__SELECTED EXTRACT__
* begin *

Rough,

You're changing with the wind or whatever mood strikes you, so it's no wonder your w's reactions to you are not consistent.

Here are a few of your quotes and THEN we can get to just this one post (b/c I lack the time to dissect how off putting some of your posts are. Not all, but many)...

Here you go. You said:
I am doing my best to take the focus off W. Things are back to the “somewhat businesslike” routine. For now, it might be for the best.


THEN You said:

I had one or two conversations with W within the last week. It was the first time in almost 5 months. It was time to take the temperature, so to speak. By doing so I might have given the impression I am “on the shelf.” I don’t regret having the dialog with her. I believe it sent her running a bit.


I don't know what that^^^ last part means...

but THEN THESE OTHER POSTS BELOW


I do feel like I am in a hellish place right now. Ive been going through this stage where I really miss my W, more then usual. I will work through it though, someway, somehow---
-----
I used to receive brief texts and emails from W and those have stopped. Enough of this for now because there’s no need to have the focus on W. It’s just something I’ve noticed, that’s all.
------

I'am becoming as nervous as a hooker in church when replying to W’s texts, especially after AT’s recent posts.


Rough, look at this^^^!!! Your words & thoughts and feelings are all over the place. Whatever she says or does NOT say, or does not text...OMG learn to detach...each emotion passes by, you grip it and hold onto it til the next one stops by. Know this-----
Where the head goes, the heart will follow.

Which means you have to Start thinking straight.

You're obsessing, you sound so pre-occupied I cannot imagine how you are concentrating at work or with the children...are you "there" for them? IS it really fair for you to keep going this way and Not get any help?

Please, settle down. Remember another quote of YOURS here...


I need to remember that life's to short and we can't predict the future. I need to make the most of what I've got, easier said than done sometimes.

----

Well said! THAT^^^^ Is your mantra!...Make it yours - b/c the words are!


Originally Posted By: roughenough
Hey Arsene, I am not a d!ck but that's a lot more courtesy then I would offer up. ---

No offense Rough, but Arsene's basic courtesy is just that: ie., basic.

Your inability to muster up a greeting is immature and unattractive.
Worse, If you say something nasty, that makes you sound like what you just denied being (i.e., a "dick").

Even when you're furious, be civil. Period. It's called having no regrets later b/c you behaved like a real man does, when he's dealt a blow.

No tantrums or stomping feet or yelling or cursing or Not being able to look in the eyes of the mother of your children.

* end *

[Position identification records]
* begin *

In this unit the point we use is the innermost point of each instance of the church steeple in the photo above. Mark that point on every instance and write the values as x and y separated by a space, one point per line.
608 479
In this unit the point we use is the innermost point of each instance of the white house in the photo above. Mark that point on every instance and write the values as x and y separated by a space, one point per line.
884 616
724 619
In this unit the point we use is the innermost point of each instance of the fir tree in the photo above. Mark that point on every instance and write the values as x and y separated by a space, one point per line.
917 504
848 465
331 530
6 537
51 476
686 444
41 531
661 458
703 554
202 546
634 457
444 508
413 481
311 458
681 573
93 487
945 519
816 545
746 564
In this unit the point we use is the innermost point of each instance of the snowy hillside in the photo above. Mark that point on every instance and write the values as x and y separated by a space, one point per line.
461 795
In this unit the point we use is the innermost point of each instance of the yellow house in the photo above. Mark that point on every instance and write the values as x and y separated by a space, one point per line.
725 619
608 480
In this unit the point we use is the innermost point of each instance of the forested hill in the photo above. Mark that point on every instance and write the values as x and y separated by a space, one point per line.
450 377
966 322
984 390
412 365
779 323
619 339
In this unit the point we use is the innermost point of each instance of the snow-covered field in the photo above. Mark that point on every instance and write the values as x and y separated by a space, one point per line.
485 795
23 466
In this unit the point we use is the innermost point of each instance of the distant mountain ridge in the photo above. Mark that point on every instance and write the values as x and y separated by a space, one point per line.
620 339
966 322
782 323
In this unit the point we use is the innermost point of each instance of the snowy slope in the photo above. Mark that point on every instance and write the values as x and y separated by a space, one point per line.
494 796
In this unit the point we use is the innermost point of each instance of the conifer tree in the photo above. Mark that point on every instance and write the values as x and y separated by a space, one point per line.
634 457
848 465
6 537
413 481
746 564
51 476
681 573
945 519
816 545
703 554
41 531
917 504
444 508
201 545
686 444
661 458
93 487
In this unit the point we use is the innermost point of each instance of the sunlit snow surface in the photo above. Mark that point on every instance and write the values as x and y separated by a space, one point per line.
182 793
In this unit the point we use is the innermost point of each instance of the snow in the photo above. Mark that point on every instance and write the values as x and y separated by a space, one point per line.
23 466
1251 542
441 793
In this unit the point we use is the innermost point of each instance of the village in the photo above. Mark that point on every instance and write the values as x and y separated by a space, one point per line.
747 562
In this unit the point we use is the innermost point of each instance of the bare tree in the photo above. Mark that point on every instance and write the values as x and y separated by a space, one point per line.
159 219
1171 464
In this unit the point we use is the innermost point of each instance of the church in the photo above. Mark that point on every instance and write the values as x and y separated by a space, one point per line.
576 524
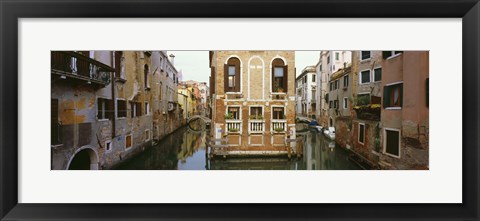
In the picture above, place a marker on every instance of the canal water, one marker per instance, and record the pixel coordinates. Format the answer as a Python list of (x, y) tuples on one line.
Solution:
[(185, 150)]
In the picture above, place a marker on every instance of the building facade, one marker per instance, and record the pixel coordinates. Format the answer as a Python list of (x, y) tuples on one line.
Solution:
[(108, 106), (329, 62), (405, 116), (306, 91), (253, 100)]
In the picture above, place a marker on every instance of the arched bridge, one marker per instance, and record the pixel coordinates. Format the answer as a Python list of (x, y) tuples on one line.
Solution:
[(195, 117), (304, 120)]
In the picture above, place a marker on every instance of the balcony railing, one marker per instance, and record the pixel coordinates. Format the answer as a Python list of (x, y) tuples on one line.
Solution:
[(256, 126), (279, 126), (234, 126), (73, 65)]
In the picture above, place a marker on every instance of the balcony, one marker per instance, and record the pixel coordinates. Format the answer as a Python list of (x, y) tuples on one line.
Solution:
[(256, 126), (234, 126), (279, 126), (79, 69)]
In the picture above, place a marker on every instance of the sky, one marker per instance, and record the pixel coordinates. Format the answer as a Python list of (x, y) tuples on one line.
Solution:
[(194, 64)]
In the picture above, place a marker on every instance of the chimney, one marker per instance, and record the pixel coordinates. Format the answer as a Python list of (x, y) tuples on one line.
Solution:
[(172, 59)]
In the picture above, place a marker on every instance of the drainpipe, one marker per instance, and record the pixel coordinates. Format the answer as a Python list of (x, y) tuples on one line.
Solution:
[(113, 95)]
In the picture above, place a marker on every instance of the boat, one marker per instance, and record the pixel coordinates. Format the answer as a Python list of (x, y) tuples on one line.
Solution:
[(330, 133)]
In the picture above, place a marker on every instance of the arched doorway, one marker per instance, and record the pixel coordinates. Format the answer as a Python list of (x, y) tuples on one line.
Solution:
[(84, 159)]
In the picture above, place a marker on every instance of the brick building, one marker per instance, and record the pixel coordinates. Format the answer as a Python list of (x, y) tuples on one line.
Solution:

* end *

__TASKS TO COMPLETE__
1. In the forum post, what saying comes right after "Know this"?
2. Quote the stretch of the records from the line containing "of the conifer" through the line containing "[(195, 117), (304, 120)]", both ends included, and leave the pictures out.

__RESPONSES TO THE EXERCISE__
1. Where the head goes, the heart will follow.

2.
In this unit the point we use is the innermost point of each instance of the conifer tree in the photo above. Mark that point on every instance and write the values as x and y separated by a space, one point per line.
634 457
848 465
6 537
413 481
746 564
51 476
681 573
945 519
816 545
703 554
41 531
917 504
444 508
201 545
686 444
661 458
93 487
In this unit the point we use is the innermost point of each instance of the sunlit snow surface in the photo above. Mark that point on every instance and write the values as x and y separated by a space, one point per line.
182 793
In this unit the point we use is the innermost point of each instance of the snow in the photo above. Mark that point on every instance and write the values as x and y separated by a space, one point per line.
23 466
1251 542
441 793
In this unit the point we use is the innermost point of each instance of the village in the photo above. Mark that point on every instance and write the values as x and y separated by a space, one point per line.
747 562
In this unit the point we use is the innermost point of each instance of the bare tree in the photo above. Mark that point on every instance and write the values as x and y separated by a space, one point per line.
159 219
1171 464
In this unit the point we use is the innermost point of each instance of the church in the photo above. Mark that point on every instance and write the values as x and y separated by a space, one point per line.
576 524
In the picture above, place a marker on every instance of the canal water, one marker per instance, and record the pixel coordinates. Format the answer as a Python list of (x, y) tuples on one line.
Solution:
[(185, 150)]
In the picture above, place a marker on every instance of the building facade, one marker per instance, and record the pixel coordinates. Format the answer as a Python list of (x, y) tuples on one line.
Solution:
[(108, 106), (329, 62), (405, 116), (306, 91), (253, 100)]
In the picture above, place a marker on every instance of the arched bridge, one marker per instance, and record the pixel coordinates. Format the answer as a Python list of (x, y) tuples on one line.
Solution:
[(195, 117), (304, 120)]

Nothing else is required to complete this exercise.